本文で、日本の農業の大きな転換点になったとされている出来事は何か。

## 本文:
╭──

家畜ふん堆肥のパイオニア
本多勝男先生
これから未来の堆肥のお話

家畜ふん堆肥は、
氏素性が明確な「天然有機肥料」

本多先生は、畜産環境整備機構 環境技術相談室長を長きにわたって務められ、現在は畜産環境アドバイザーとして国内外における講演や研修を通じ、畜産家・農家さんへの技術指導にあたられています。とりわけ、家畜ふん堆肥の研究、啓蒙・普及活動に40年近く取り組まれてこられた、まさに第一人者です。
先生の言葉をお借りすれば、平成11年の農業基本法の改正が、日本の農業の大きな転換点になったと。それ以前は、農作物の「増産・増量」を主眼に、安くて効果の高い化学肥料を畑にめいっぱい与えていました。結果、田畑の土は糖尿病ともいえる栄養過多に。このままではまずい、と「環境保全・持続型農業の推進」へ舵が切られ、減化学肥料・減農薬が求められるようになったと。そこから、消費者の安心・安全志向の高まりもあって、堆肥の需要拡大につながってきたのだといいます。

╰──

## データ抜粋:

╭──

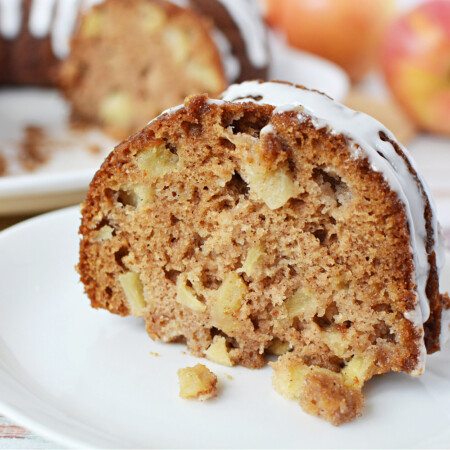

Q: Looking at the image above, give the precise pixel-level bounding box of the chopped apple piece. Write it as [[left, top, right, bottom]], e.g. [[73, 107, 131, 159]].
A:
[[285, 287, 317, 319], [246, 164, 297, 209], [99, 91, 133, 128], [272, 361, 308, 399], [178, 364, 217, 401], [267, 338, 292, 356], [119, 272, 147, 317], [94, 225, 114, 242], [120, 186, 155, 208], [237, 244, 266, 276], [211, 272, 248, 333], [321, 330, 349, 357], [137, 142, 178, 178], [205, 336, 233, 367], [341, 356, 372, 388], [176, 273, 206, 312]]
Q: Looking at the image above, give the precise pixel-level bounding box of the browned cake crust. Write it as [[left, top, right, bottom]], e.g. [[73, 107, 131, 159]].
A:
[[78, 88, 445, 424], [60, 0, 226, 135]]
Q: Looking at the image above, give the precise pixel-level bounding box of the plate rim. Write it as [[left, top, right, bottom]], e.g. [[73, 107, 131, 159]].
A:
[[0, 206, 450, 448]]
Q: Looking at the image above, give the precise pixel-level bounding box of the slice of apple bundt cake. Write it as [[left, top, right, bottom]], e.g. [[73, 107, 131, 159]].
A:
[[78, 81, 449, 424]]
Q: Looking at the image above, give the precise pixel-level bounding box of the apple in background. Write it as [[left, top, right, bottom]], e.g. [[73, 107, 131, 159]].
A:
[[263, 0, 394, 81], [382, 0, 450, 135]]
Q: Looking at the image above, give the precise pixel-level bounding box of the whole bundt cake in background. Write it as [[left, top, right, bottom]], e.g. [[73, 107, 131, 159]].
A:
[[0, 0, 269, 137], [59, 0, 268, 135], [78, 81, 450, 424]]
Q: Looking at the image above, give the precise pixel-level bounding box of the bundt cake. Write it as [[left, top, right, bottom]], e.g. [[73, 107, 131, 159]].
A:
[[0, 0, 268, 135], [59, 0, 268, 136], [78, 81, 450, 425]]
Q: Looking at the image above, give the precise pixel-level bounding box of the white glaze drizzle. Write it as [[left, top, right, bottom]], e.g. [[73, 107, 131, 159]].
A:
[[28, 0, 56, 39], [439, 309, 450, 350], [222, 81, 445, 375], [149, 81, 450, 375], [0, 0, 22, 39], [211, 27, 241, 83], [217, 0, 269, 67]]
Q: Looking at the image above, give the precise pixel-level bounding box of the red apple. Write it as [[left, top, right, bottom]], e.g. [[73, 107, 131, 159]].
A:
[[264, 0, 394, 81], [382, 0, 450, 135]]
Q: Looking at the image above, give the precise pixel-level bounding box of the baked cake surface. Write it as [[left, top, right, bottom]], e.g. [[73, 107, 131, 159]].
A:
[[78, 81, 449, 425], [0, 0, 269, 134]]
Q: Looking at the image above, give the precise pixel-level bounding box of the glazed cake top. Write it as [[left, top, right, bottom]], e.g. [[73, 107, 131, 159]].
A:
[[153, 81, 445, 375]]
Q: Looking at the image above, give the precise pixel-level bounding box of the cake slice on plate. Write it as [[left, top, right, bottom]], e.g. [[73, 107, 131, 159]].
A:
[[78, 81, 449, 425]]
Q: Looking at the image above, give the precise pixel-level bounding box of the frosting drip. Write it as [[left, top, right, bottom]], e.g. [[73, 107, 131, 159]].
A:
[[222, 81, 445, 374], [218, 0, 269, 67], [0, 0, 22, 39]]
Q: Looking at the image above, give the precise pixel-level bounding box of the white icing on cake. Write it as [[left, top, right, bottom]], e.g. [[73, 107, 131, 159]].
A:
[[211, 28, 241, 83], [222, 81, 445, 375], [0, 0, 22, 39], [218, 0, 269, 67], [149, 81, 444, 375], [439, 309, 450, 350]]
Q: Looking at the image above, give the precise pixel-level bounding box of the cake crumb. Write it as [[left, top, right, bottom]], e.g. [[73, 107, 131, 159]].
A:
[[178, 364, 217, 402], [88, 144, 101, 155]]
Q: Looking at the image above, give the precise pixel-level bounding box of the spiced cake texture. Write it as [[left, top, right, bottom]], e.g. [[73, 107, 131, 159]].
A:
[[0, 0, 269, 138], [59, 0, 267, 135], [178, 364, 217, 402], [78, 82, 449, 425]]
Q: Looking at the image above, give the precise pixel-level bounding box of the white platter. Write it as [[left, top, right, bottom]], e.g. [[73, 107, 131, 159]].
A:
[[0, 208, 450, 448], [0, 36, 349, 215]]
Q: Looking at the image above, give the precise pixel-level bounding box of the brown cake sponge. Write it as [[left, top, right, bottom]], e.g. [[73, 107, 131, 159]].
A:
[[78, 82, 448, 425]]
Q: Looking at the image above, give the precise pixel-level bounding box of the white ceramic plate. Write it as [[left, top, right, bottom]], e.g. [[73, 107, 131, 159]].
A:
[[0, 36, 349, 215], [0, 89, 115, 215], [0, 208, 450, 448]]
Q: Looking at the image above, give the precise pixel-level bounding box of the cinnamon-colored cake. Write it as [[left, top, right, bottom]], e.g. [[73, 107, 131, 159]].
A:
[[78, 81, 449, 424], [0, 0, 268, 137], [60, 0, 267, 135]]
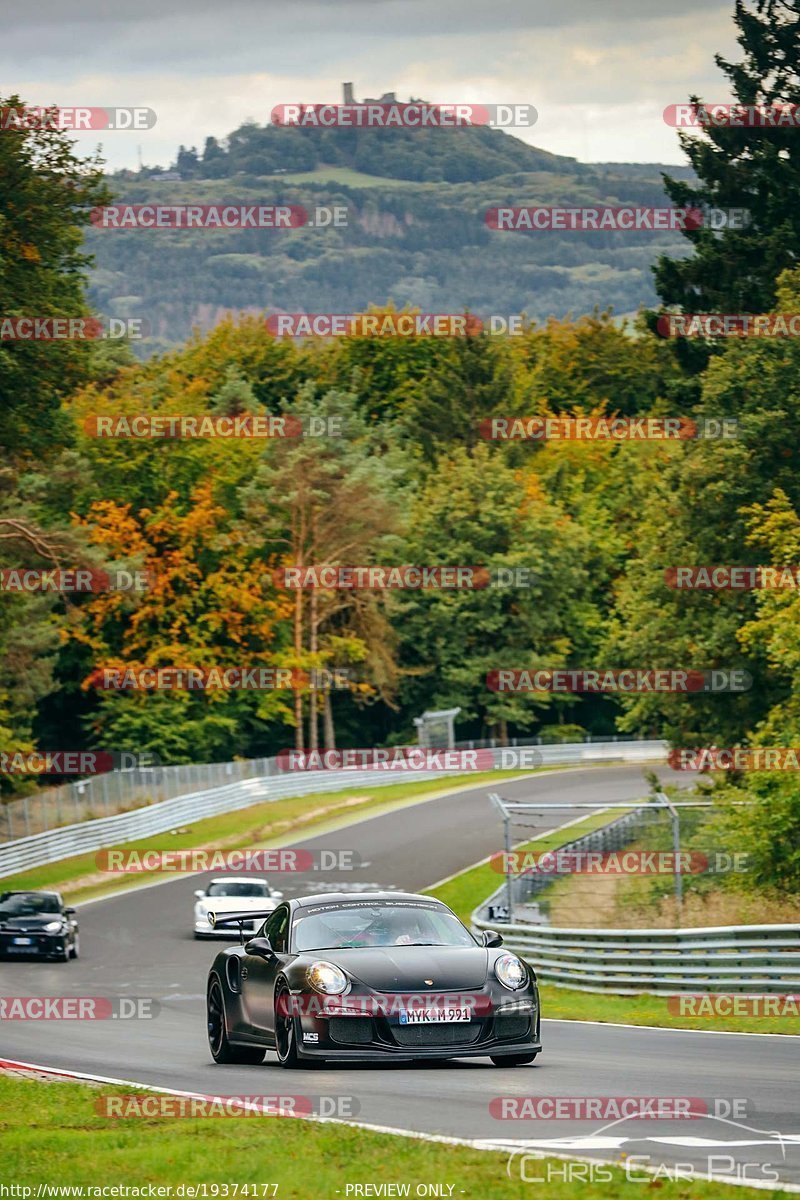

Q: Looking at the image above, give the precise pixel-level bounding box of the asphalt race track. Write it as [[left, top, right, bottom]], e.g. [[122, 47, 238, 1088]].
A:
[[0, 766, 800, 1190]]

╰──

## 解答:
平成11年の農業基本法の改正。